[Entries taken from a collection]
◇ ◇ ◇ ◇ ◇ ◇ ◇

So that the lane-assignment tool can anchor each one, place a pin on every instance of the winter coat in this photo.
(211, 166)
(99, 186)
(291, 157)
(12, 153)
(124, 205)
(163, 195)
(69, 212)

◇ ◇ ◇ ◇ ◇ ◇ ◇

— Task brief —
Copy all the records above exactly, missing none.

— Result for this task —
So that the lane-assignment tool can anchor each one, place a pin on every instance of the winter coat in this photo.
(211, 166)
(99, 186)
(291, 157)
(12, 153)
(124, 205)
(163, 195)
(69, 212)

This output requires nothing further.